[TASK BRIEF]: Skipping each picture, output the entries exactly as they stand below.

[DATA RECORDS]:
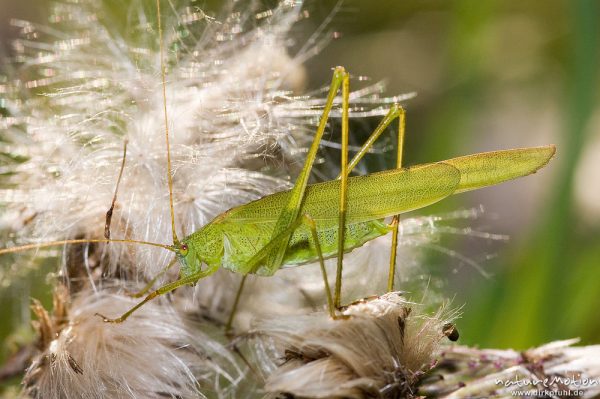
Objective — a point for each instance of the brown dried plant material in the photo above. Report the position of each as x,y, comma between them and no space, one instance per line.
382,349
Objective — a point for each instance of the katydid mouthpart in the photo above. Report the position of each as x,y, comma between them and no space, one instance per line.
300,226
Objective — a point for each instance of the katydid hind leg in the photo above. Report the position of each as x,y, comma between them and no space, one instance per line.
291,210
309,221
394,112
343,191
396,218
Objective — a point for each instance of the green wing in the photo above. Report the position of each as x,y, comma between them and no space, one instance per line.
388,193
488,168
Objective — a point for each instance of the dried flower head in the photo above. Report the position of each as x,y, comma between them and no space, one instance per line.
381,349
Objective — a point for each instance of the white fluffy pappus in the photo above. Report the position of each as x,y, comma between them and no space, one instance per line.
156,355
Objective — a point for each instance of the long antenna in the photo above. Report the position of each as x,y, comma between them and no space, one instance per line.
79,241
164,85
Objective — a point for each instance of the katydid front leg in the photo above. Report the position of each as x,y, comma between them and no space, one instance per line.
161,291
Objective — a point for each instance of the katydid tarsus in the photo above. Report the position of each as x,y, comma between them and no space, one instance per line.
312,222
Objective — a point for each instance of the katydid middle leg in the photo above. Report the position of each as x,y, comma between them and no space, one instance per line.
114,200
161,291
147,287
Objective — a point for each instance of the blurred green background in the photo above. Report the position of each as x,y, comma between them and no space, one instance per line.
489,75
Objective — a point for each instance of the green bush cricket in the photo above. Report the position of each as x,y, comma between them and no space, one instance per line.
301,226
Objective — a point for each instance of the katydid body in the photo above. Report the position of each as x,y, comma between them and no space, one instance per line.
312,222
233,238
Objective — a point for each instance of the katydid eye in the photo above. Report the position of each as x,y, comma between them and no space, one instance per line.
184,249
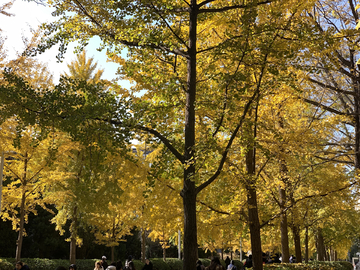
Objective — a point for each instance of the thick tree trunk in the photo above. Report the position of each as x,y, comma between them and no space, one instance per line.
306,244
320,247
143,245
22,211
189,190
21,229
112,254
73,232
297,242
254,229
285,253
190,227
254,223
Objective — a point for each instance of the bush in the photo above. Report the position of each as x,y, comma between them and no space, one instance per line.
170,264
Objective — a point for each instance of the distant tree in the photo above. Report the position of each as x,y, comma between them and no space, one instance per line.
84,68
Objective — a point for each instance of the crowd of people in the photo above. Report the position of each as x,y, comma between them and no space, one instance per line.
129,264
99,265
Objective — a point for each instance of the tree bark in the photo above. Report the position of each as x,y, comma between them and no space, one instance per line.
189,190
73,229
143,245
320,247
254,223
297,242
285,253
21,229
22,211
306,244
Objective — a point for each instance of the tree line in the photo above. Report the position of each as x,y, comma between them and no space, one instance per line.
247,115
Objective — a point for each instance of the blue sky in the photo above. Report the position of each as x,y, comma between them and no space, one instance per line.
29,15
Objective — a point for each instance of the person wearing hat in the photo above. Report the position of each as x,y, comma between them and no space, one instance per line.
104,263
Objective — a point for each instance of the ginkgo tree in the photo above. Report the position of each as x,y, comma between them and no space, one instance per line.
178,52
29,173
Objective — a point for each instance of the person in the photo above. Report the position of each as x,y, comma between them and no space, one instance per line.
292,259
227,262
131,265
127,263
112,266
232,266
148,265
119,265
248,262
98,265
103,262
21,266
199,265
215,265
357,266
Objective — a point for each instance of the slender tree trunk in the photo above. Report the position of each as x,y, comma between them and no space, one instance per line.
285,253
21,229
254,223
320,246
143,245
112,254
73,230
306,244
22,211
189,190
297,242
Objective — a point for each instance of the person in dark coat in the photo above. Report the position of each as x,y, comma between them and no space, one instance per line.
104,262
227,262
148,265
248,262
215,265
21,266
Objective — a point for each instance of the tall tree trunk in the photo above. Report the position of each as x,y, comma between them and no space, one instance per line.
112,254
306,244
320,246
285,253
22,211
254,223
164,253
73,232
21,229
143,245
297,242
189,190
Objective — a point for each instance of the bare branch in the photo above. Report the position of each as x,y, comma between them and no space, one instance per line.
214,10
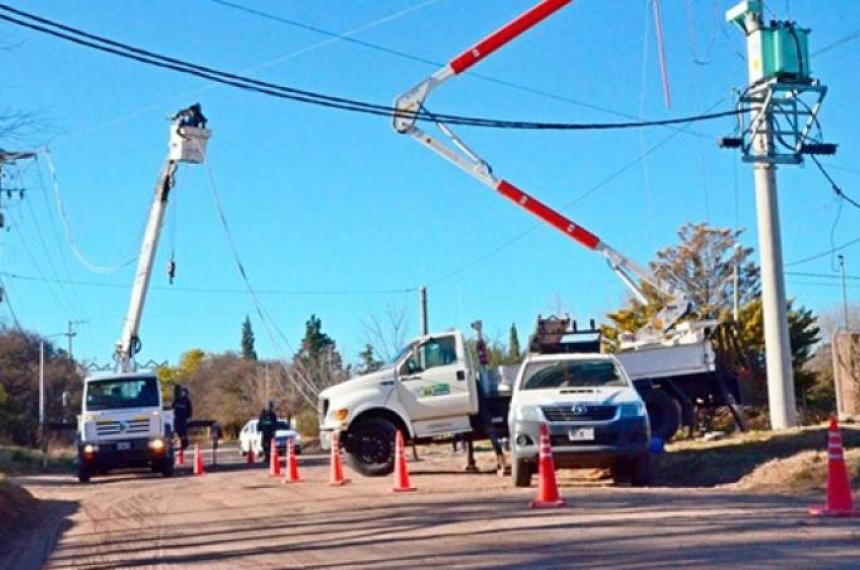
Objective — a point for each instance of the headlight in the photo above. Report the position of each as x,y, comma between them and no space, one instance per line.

[ANSWER AREA]:
Objective — a point for each instance of the brown dried plant material in the photo above. Report the position of each as x,y, comma between them and no space, one instance per line.
382,349
Objective — a point for each instance of the katydid mouthpart in the photo above. Report the position of each as x,y, comma between them and no space, one instance per line.
300,226
Objective — a point for each instance of the katydid hind leg in the photo above. Report the position of each as x,y, comma between them and no space, one instance per line.
291,210
309,221
394,112
343,191
396,218
Objective — a point for each instance of the green wing in the photo above. Report the position of each as x,y, comma between them and no space, one instance per line.
388,193
488,168
Objective — a point for each instance of the dried flower head in the photo above. Report the position of each as x,y, comma between them and no space, one instance per line.
381,349
Objective — a point for each instance of the white fluffy pappus in the photo above. Report the position of each as x,y, comma between them and no space, one instance per line.
156,355
Objective — a point for each instance of the long antenna in the photo above. Report the position of each as x,y, comma between them and no space, one instance per line.
79,241
164,85
Objective — a point for each instance of the katydid front leg in the photo above. Report the position of each as x,y, comma between them and no space, one instance per line.
161,291
Objective — a point for each instance of the katydid tarsus in the photo above. Report the position of each as x,y, comma between them and no space, one instance per line.
312,222
Objective — a point for each instance of the katydid middle leg in the photo above. Report the position of each as x,y, comma between them and no space, one instance per line.
114,200
161,291
147,287
Objective — a point for each instance of the blurred green background in the photo above. Report the position of each as x,y, comma between them and no space, one instance per line.
489,75
Objective — a point for each instance of the green bush cricket in the photo above. Report the position of each as x,y, comma between them and no space, one instance per line.
301,226
Objective — a point for each instance of the katydid body in the photo above. Report the position of each as x,y, comma between them and no space, one instance per line.
312,222
233,238
Objective — a point for each instance of the katydid eye in the photo above. Report the position of each as x,y, comma between them and no space, one instance per line.
184,249
Objective — a point for each instance of the thick tree trunk in the photo above. Report the position of each as x,y, comma between them and no space, one instance per line.
306,244
320,247
143,245
22,211
189,190
21,229
112,254
73,232
297,242
254,229
285,253
190,227
254,223
Objective — a point for each instance of the bush in the photo above. Report the position of each as x,y, comma between them and no space, one instance per line.
170,264
Objective — a point for each instance of the distant tree in the photo above. Report the position of each as x,y, comma between them and no space, one instance per line.
84,68
Objective — a point for each instance of the crowd of people in the photo above. Report the position of each as x,y, comma between them and no space, one instance per line.
129,264
99,265
Objective — a point for each instance of the tree bark in the photo above. Report the position of each as x,y, comma between them and no space, one instance per line.
189,190
73,229
143,245
320,247
254,223
297,242
285,253
21,229
22,211
306,244
Objective — a point for each instance of the tree line in the photo above. Report the position of each as x,y, comma between them and no space, one instance per line.
247,115
Objective — a point for each instance of the blue sky in the photo above. Report the position of each as x,y, comma between them and no space, one instance per line.
29,15
Objective — a point for each instance of the person wearing hat in the photo above. Report the position of each as x,y, comma between them and no space, one instance per line.
104,263
Objective — a point for each instance of the ginkgo tree in the photo above. Report the position of each as x,y, comma between them and no space, one instance per line.
178,52
29,173
Objective — a point for each instance of the person in the photo above. Report the position of each as x,y, comma between them and no space, one instance per line.
292,259
227,262
131,265
127,263
112,266
232,266
148,265
119,265
248,262
98,265
103,262
21,266
199,265
215,265
357,266
Objective — a point for each instance of the slender tree trunk in the photo above. Report the position of each as x,y, comma between them and no space, one instance per line.
285,253
21,229
254,223
320,246
143,245
112,254
73,230
306,244
22,211
189,190
297,242
Objective — a point for each instance of the person in dark coat in the photo above. Report the position of each as x,y, comma between them and no space, one instance per line.
104,262
227,262
148,265
248,262
215,265
21,266
Objective — a point for each instance of the tall tree trunk in the photo above. Report the position of each as x,y, comma between them and no space, one instance per line.
112,254
306,244
320,246
285,253
22,211
254,223
164,253
73,232
21,229
143,245
297,242
189,190
Objective — a point for each instance of the bare branch in the photo above. Report the position of each as x,y, comma between them and no space, one instance per line.
214,10
Objective — a point for each instance of the headlight in the photo above. Report the position of each as x,y, comma between them and no space, one instance per line.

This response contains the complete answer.